## Work request:
From the data, return each line holding the word "forest".

(Records to process)

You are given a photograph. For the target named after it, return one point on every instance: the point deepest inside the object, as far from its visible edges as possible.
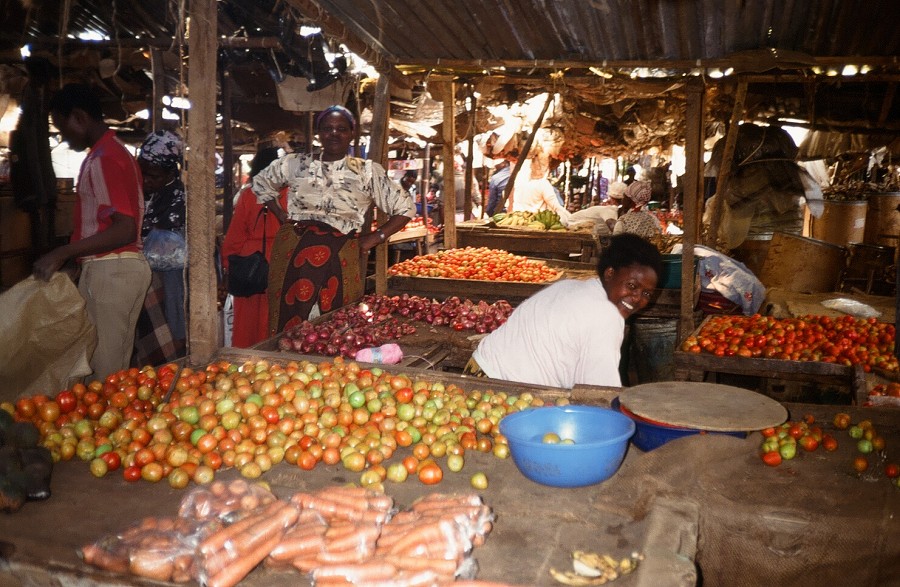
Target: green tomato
(455, 462)
(397, 473)
(356, 399)
(788, 450)
(550, 438)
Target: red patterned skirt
(313, 265)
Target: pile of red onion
(374, 321)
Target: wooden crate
(553, 243)
(695, 366)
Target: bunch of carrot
(337, 526)
(225, 501)
(425, 545)
(157, 548)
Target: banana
(572, 578)
(591, 568)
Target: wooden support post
(470, 156)
(449, 178)
(200, 184)
(158, 71)
(523, 155)
(227, 150)
(693, 197)
(378, 154)
(727, 164)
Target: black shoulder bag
(249, 275)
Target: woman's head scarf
(617, 190)
(340, 110)
(639, 192)
(163, 149)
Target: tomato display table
(698, 366)
(578, 245)
(490, 291)
(40, 542)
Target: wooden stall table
(700, 366)
(577, 245)
(490, 291)
(39, 543)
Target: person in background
(602, 187)
(244, 237)
(571, 332)
(496, 186)
(459, 183)
(317, 254)
(106, 240)
(638, 220)
(161, 332)
(408, 182)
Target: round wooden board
(703, 406)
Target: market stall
(652, 507)
(575, 245)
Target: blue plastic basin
(600, 438)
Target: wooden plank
(693, 198)
(200, 185)
(378, 154)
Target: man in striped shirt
(114, 275)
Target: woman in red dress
(244, 237)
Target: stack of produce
(25, 467)
(845, 340)
(543, 220)
(256, 415)
(374, 321)
(340, 535)
(481, 263)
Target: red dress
(244, 237)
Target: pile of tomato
(481, 263)
(785, 442)
(845, 340)
(255, 415)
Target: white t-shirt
(566, 334)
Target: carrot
(342, 556)
(442, 567)
(295, 546)
(361, 573)
(217, 540)
(153, 564)
(241, 567)
(362, 539)
(423, 535)
(102, 558)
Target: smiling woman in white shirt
(571, 332)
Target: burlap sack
(807, 522)
(46, 337)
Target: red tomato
(66, 401)
(113, 460)
(772, 458)
(132, 473)
(430, 473)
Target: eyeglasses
(324, 130)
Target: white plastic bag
(46, 337)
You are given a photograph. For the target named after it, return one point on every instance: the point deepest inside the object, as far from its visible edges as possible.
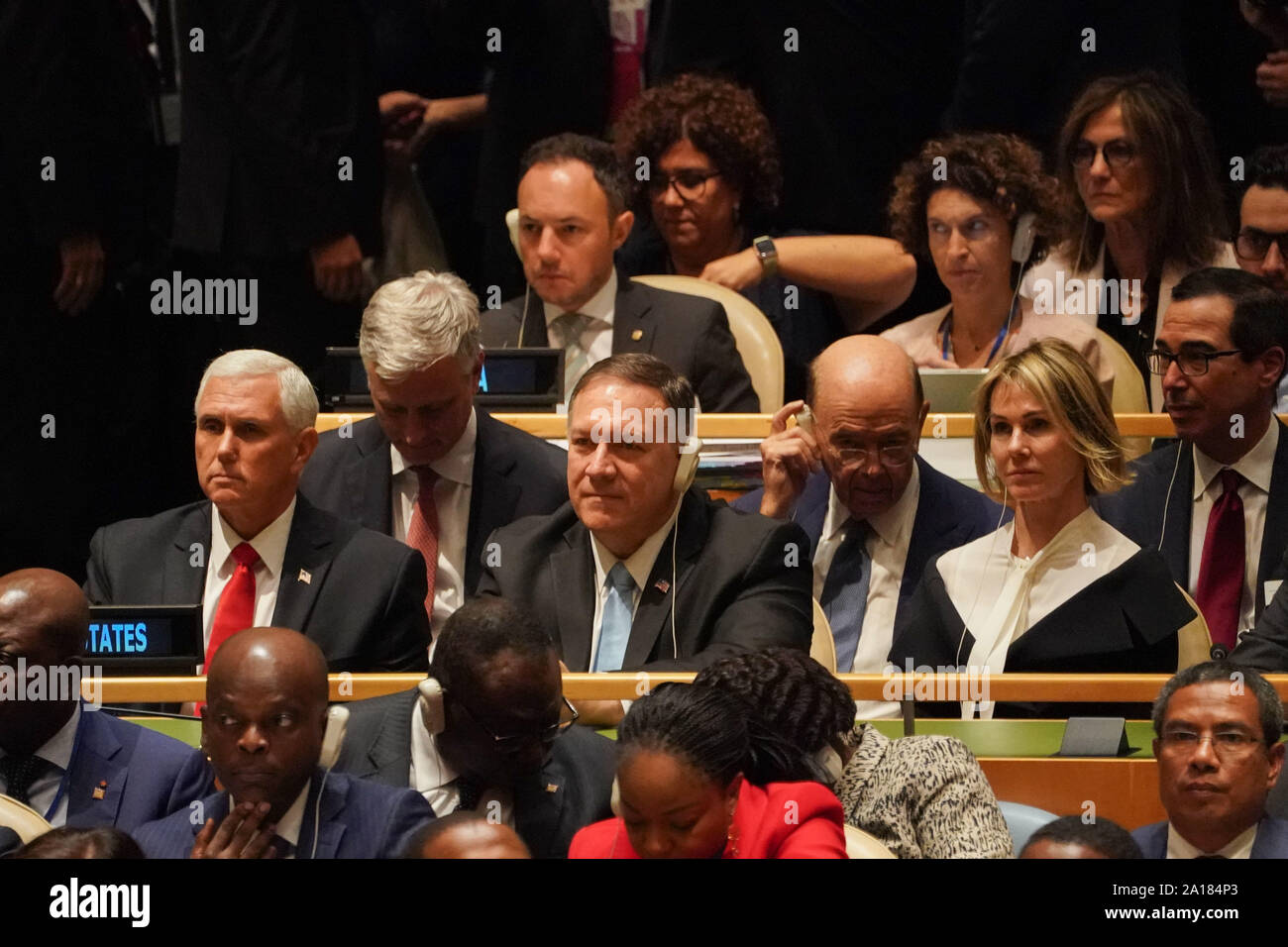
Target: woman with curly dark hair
(962, 201)
(706, 166)
(1137, 169)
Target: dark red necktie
(236, 608)
(1220, 587)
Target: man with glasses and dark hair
(572, 217)
(1207, 501)
(489, 732)
(875, 512)
(1218, 729)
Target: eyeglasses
(1119, 154)
(1252, 244)
(690, 183)
(1192, 363)
(1228, 744)
(513, 742)
(892, 457)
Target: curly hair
(720, 119)
(790, 690)
(1004, 170)
(1188, 214)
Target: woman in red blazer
(697, 779)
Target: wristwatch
(768, 254)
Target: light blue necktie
(614, 630)
(845, 592)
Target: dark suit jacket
(741, 582)
(364, 602)
(359, 819)
(688, 333)
(1137, 512)
(1271, 839)
(948, 515)
(267, 119)
(572, 789)
(147, 775)
(515, 474)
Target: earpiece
(688, 468)
(432, 705)
(1021, 244)
(805, 420)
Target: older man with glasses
(1216, 502)
(488, 731)
(875, 512)
(1218, 729)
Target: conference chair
(822, 646)
(1129, 395)
(859, 844)
(22, 818)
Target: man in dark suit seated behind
(429, 458)
(263, 732)
(604, 574)
(71, 762)
(874, 510)
(488, 732)
(1218, 729)
(256, 552)
(1215, 504)
(572, 217)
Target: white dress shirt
(291, 822)
(1256, 466)
(888, 549)
(596, 341)
(434, 779)
(270, 545)
(639, 565)
(1001, 595)
(452, 492)
(1239, 847)
(58, 753)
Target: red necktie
(236, 608)
(423, 530)
(1220, 587)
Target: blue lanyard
(945, 328)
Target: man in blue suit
(75, 764)
(1219, 755)
(263, 731)
(875, 512)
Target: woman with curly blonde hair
(980, 206)
(1056, 589)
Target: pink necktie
(423, 530)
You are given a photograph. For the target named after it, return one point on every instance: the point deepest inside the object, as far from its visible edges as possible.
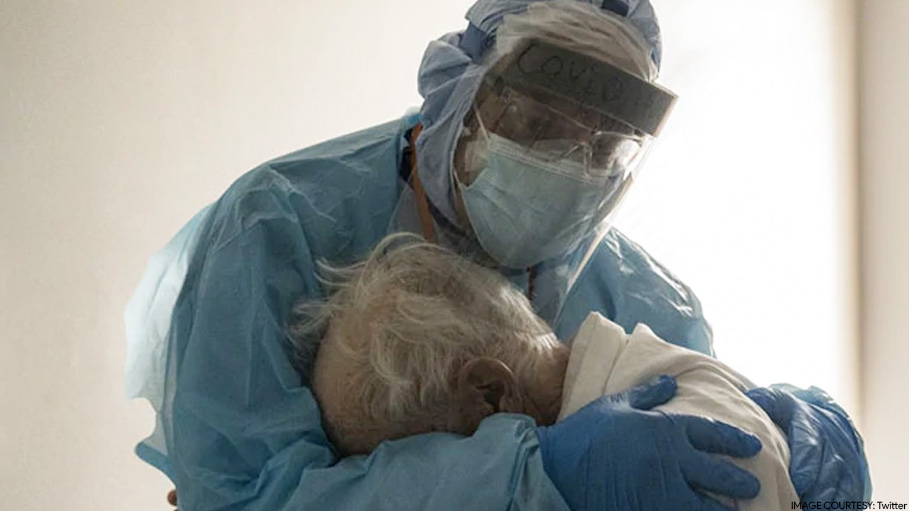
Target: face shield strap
(474, 42)
(537, 67)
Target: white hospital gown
(605, 360)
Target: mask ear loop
(429, 229)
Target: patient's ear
(484, 386)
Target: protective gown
(237, 427)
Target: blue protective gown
(237, 426)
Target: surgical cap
(453, 68)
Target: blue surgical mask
(525, 209)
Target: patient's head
(417, 339)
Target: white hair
(404, 321)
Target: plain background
(776, 192)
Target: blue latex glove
(828, 462)
(613, 454)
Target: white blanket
(605, 360)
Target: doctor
(534, 122)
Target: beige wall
(885, 242)
(118, 120)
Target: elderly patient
(417, 339)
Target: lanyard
(426, 222)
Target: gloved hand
(613, 454)
(828, 459)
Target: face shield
(552, 142)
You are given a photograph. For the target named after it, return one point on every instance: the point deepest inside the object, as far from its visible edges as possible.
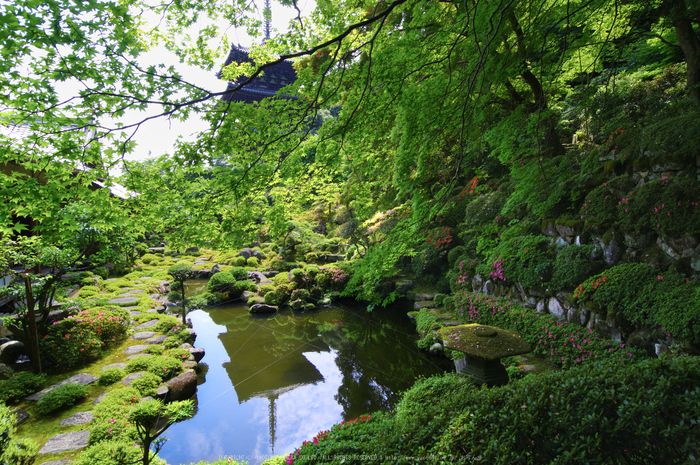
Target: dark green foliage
(110, 417)
(485, 208)
(239, 273)
(14, 451)
(110, 376)
(60, 398)
(572, 266)
(16, 388)
(601, 204)
(639, 413)
(110, 452)
(637, 294)
(526, 260)
(563, 344)
(220, 282)
(670, 207)
(147, 384)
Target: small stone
(66, 442)
(121, 366)
(135, 349)
(157, 340)
(79, 418)
(128, 379)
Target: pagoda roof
(272, 80)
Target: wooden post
(31, 319)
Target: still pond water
(273, 382)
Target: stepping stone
(135, 349)
(156, 340)
(121, 365)
(128, 379)
(80, 378)
(144, 335)
(65, 442)
(134, 291)
(79, 418)
(423, 304)
(123, 300)
(148, 324)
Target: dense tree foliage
(426, 96)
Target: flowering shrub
(635, 293)
(563, 344)
(311, 450)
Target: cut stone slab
(146, 325)
(80, 378)
(144, 335)
(123, 300)
(120, 365)
(65, 442)
(423, 304)
(79, 418)
(488, 342)
(134, 291)
(135, 349)
(128, 379)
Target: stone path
(65, 442)
(81, 378)
(79, 418)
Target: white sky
(157, 137)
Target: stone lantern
(483, 346)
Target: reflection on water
(275, 381)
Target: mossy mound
(484, 341)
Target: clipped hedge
(604, 413)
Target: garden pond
(270, 382)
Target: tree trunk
(689, 42)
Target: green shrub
(239, 273)
(110, 376)
(88, 291)
(147, 384)
(572, 266)
(112, 452)
(525, 259)
(20, 386)
(563, 344)
(605, 413)
(221, 282)
(148, 258)
(154, 350)
(22, 451)
(110, 417)
(60, 398)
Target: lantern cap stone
(487, 342)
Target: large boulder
(182, 387)
(263, 308)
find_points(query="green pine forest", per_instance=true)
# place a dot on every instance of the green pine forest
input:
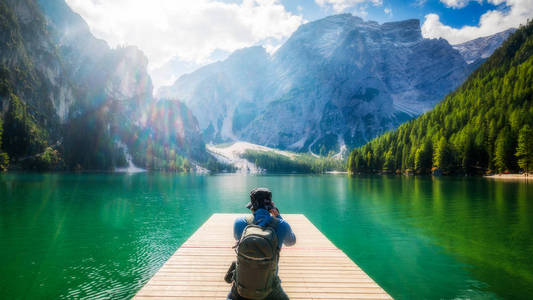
(485, 126)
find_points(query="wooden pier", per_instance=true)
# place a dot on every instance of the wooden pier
(311, 269)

(End Records to process)

## Output of the task:
find_points(query="green pine forest", per_instance=true)
# place a dot on every instance of the green pine forest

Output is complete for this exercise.